■ TASK DIRECTIONS ■
Write out all the lines of the material below exactly as they appear, leaving out the pictures.

■ Outline entries for images ■

** Begin **

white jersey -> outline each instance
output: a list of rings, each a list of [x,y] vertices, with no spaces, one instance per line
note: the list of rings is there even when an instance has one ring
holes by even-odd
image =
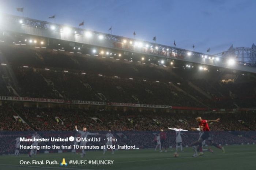
[[[17,137],[15,139],[16,141],[15,143],[15,147],[16,148],[19,148],[20,145],[20,137]]]
[[[40,137],[37,134],[35,135],[33,135],[31,137],[31,139],[33,139],[33,138],[39,139],[39,138],[40,138]],[[38,143],[37,141],[35,141],[32,144],[32,145],[34,145],[34,146],[38,146]]]
[[[113,138],[114,138],[114,136],[113,135],[113,134],[111,133],[108,133],[106,134],[106,140],[107,141],[106,143],[106,145],[112,145],[113,144],[113,143],[111,139]]]
[[[187,130],[184,130],[182,129],[177,129],[177,128],[168,128],[169,129],[173,130],[175,131],[176,132],[176,143],[181,143],[182,142],[182,139],[181,139],[181,136],[180,133],[181,131],[187,131]]]
[[[73,144],[75,145],[76,145],[77,144],[77,141],[76,141],[76,138],[77,138],[77,137],[75,136],[75,137],[74,137],[74,139],[75,139],[75,140],[74,140],[74,143]]]
[[[87,136],[88,135],[97,135],[97,133],[90,133],[87,131],[84,131],[78,130],[76,131],[81,135],[81,137],[82,138],[87,137]]]
[[[76,131],[77,131],[81,135],[81,137],[82,138],[87,138],[87,136],[88,135],[96,135],[97,133],[90,133],[87,131],[78,131],[78,129],[76,129]],[[80,142],[80,146],[84,146],[86,144],[86,141],[81,141]]]
[[[111,133],[108,133],[106,135],[106,138],[109,139],[111,138],[114,138],[114,136]]]
[[[161,141],[160,140],[160,136],[157,136],[157,143],[158,145],[161,144]]]

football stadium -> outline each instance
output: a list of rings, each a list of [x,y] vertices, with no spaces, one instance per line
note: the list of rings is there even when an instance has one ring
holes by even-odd
[[[14,9],[0,13],[0,169],[255,169],[253,42],[202,52]]]

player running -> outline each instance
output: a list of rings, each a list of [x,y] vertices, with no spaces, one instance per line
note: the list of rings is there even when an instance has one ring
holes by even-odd
[[[114,135],[111,133],[111,131],[109,130],[108,133],[106,134],[106,140],[107,141],[107,142],[105,145],[105,148],[103,149],[103,154],[105,154],[105,152],[108,150],[107,146],[111,146],[112,154],[114,154],[114,150],[112,148],[112,146],[113,145],[112,139],[114,139]]]
[[[19,149],[20,146],[20,137],[18,137],[15,139],[15,151],[14,152],[14,155],[19,156]]]
[[[210,122],[218,122],[220,119],[218,118],[216,120],[207,120],[204,119],[202,119],[201,117],[197,117],[196,118],[196,121],[198,122],[199,125],[199,128],[202,129],[202,130],[203,131],[204,133],[202,135],[201,137],[196,141],[193,143],[192,144],[192,146],[196,146],[199,145],[199,150],[200,151],[199,156],[202,156],[203,155],[203,148],[202,147],[202,142],[204,140],[208,139],[210,137],[210,128],[208,125],[208,123]],[[225,152],[225,150],[224,147],[221,146],[218,146],[216,143],[214,143],[212,141],[211,141],[211,144],[215,147],[221,150],[223,153]],[[195,154],[197,155],[196,150],[193,147],[194,151]]]
[[[199,139],[198,140],[200,140],[200,139],[201,138],[201,136],[203,135],[203,134],[204,133],[204,131],[202,131],[202,129],[200,129],[200,128],[191,128],[191,129],[192,130],[193,130],[193,131],[199,131]],[[210,138],[208,138],[208,139],[209,140],[210,140],[211,139]],[[214,152],[210,148],[209,148],[208,149],[204,149],[203,148],[203,146],[206,143],[206,140],[204,140],[203,141],[202,141],[202,150],[203,150],[203,152],[206,152],[207,151],[208,151],[211,153],[212,153],[212,154],[214,153]],[[193,155],[193,156],[199,156],[197,155],[197,152],[199,152],[199,146],[198,146],[197,147],[196,147],[196,146],[193,146],[193,150],[194,151],[195,150],[196,151],[196,152],[195,152],[194,154]]]
[[[180,147],[180,151],[182,152],[183,151],[183,148],[182,147],[182,139],[181,139],[181,136],[180,135],[180,133],[181,131],[187,131],[187,130],[184,130],[182,129],[180,129],[179,128],[179,127],[178,127],[178,128],[168,128],[168,129],[170,130],[172,130],[175,131],[176,132],[176,140],[175,141],[175,143],[176,143],[176,152],[178,152],[178,148]]]
[[[93,133],[89,132],[87,131],[87,128],[86,126],[84,126],[84,127],[83,128],[83,131],[78,131],[77,129],[77,126],[76,125],[75,126],[75,128],[76,129],[76,131],[80,134],[81,135],[81,137],[83,139],[87,138],[87,136],[88,135],[99,135],[98,133]],[[86,145],[86,141],[81,141],[80,142],[80,146],[85,146]],[[83,158],[84,157],[84,155],[86,153],[85,151],[84,151],[84,149],[82,149],[82,153],[81,153],[81,158]]]

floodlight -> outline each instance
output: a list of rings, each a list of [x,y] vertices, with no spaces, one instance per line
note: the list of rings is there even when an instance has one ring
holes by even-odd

** End **

■ SOLUTION FOR THIS EXERCISE ■
white jersey -> outline each instance
output: a list of rings, each a list of [x,y] vertices, with no spaces, one instance per line
note: the list of rings is there even when an instance has one ring
holes by even-odd
image =
[[[17,137],[15,139],[16,141],[15,143],[15,147],[16,148],[19,148],[20,145],[20,137]]]
[[[40,137],[37,134],[35,135],[33,135],[31,137],[31,139],[33,139],[33,138],[39,139],[39,138],[40,138]],[[38,143],[37,141],[35,141],[32,144],[32,145],[34,145],[34,146],[38,146]]]
[[[113,138],[114,138],[114,136],[113,135],[113,134],[111,133],[108,133],[106,134],[106,140],[107,141],[106,143],[106,145],[112,145],[113,144],[113,143],[111,139]]]
[[[187,130],[184,130],[182,129],[177,129],[177,128],[168,128],[169,129],[173,130],[175,131],[176,132],[176,143],[181,143],[182,142],[182,139],[181,139],[181,136],[180,133],[181,131],[187,131]]]
[[[73,144],[75,145],[76,145],[77,144],[77,141],[76,141],[76,138],[77,138],[77,137],[75,136],[75,137],[74,137],[74,139],[75,139],[75,140],[74,140],[74,143]]]
[[[87,136],[88,135],[97,135],[97,133],[90,133],[87,131],[84,131],[78,130],[76,131],[81,135],[81,137],[82,138],[87,137]]]
[[[76,131],[77,131],[81,135],[81,137],[82,138],[87,138],[87,136],[88,135],[96,135],[97,133],[90,133],[87,131],[78,131],[78,129],[76,129]],[[80,142],[80,146],[84,146],[86,144],[86,141],[81,141]]]
[[[111,133],[108,133],[106,135],[106,138],[109,139],[111,138],[114,138],[114,136]]]
[[[161,141],[160,140],[160,136],[157,136],[157,143],[158,145],[161,144]]]

football stadium -> outline each instance
output: a list of rings, each a list of [x,y] vertices, with no spaces, one instance per line
note: the list of rings is there even when an instance has one ring
holes by even-odd
[[[14,9],[0,13],[0,169],[255,169],[253,42],[202,52]]]

player running -> outline each instance
output: a list of rings, each a list of [x,y] vertices, with no spaces, one instance per line
note: the list of rings is there even when an instance has one ring
holes by even-odd
[[[114,135],[111,133],[111,131],[109,130],[108,133],[106,134],[106,140],[107,141],[107,142],[105,145],[105,148],[103,149],[103,154],[105,154],[105,152],[108,150],[107,146],[111,146],[112,154],[114,154],[114,150],[112,148],[112,146],[113,145],[112,139],[114,139]]]
[[[19,149],[20,146],[20,137],[18,137],[15,139],[15,151],[14,152],[14,155],[19,156]]]
[[[210,122],[218,122],[220,119],[218,118],[216,120],[207,120],[204,119],[202,119],[201,117],[197,117],[196,118],[196,121],[198,122],[199,125],[199,128],[202,129],[202,130],[203,131],[204,133],[202,135],[201,137],[196,141],[193,143],[192,144],[192,146],[196,146],[199,145],[199,150],[200,151],[199,156],[202,156],[203,155],[203,148],[202,147],[202,142],[204,140],[208,139],[210,137],[210,128],[208,125],[208,123]],[[225,152],[225,150],[224,147],[221,146],[218,146],[216,143],[214,143],[212,141],[211,141],[211,144],[215,147],[221,150],[223,153]],[[195,154],[197,155],[196,150],[193,147],[194,151]]]
[[[199,139],[198,140],[200,140],[200,139],[201,138],[201,136],[203,135],[203,134],[204,133],[204,131],[202,131],[202,129],[200,129],[200,128],[191,128],[191,129],[192,130],[193,130],[193,131],[199,131]],[[210,138],[208,138],[208,139],[209,140],[210,140],[211,139]],[[214,152],[210,148],[209,148],[208,149],[204,149],[203,148],[203,146],[206,143],[206,140],[204,140],[203,141],[202,141],[202,150],[203,150],[203,152],[206,152],[207,151],[208,151],[211,153],[212,153],[212,154],[214,153]],[[193,155],[193,156],[199,156],[197,155],[197,152],[199,152],[199,146],[198,146],[197,147],[196,147],[196,146],[193,146],[193,150],[194,151],[195,150],[196,151],[196,152],[195,152],[194,154]]]
[[[180,147],[180,151],[182,152],[183,151],[183,148],[182,147],[182,139],[181,139],[181,136],[180,135],[180,133],[181,131],[187,131],[187,130],[184,130],[182,129],[180,129],[179,128],[179,127],[178,127],[178,128],[168,128],[168,129],[170,130],[172,130],[175,131],[176,132],[176,140],[175,141],[175,143],[176,143],[176,152],[178,152],[178,148]]]
[[[93,133],[89,132],[87,131],[87,128],[86,126],[84,126],[84,127],[83,128],[83,131],[78,131],[77,129],[77,126],[76,125],[75,126],[75,128],[76,129],[76,131],[80,134],[81,135],[81,137],[83,139],[87,138],[87,136],[88,135],[99,135],[98,133]],[[86,145],[86,141],[81,141],[80,142],[80,146],[85,146]],[[83,158],[84,157],[84,155],[86,153],[85,151],[84,151],[84,149],[82,149],[82,153],[81,153],[81,158]]]

floodlight -> outline each instance
output: a list of rings, each a list of [x,y] vertices, with no spaces, one instance per line
note: the list of rings is there even when an instance has one ring
holes by even-odd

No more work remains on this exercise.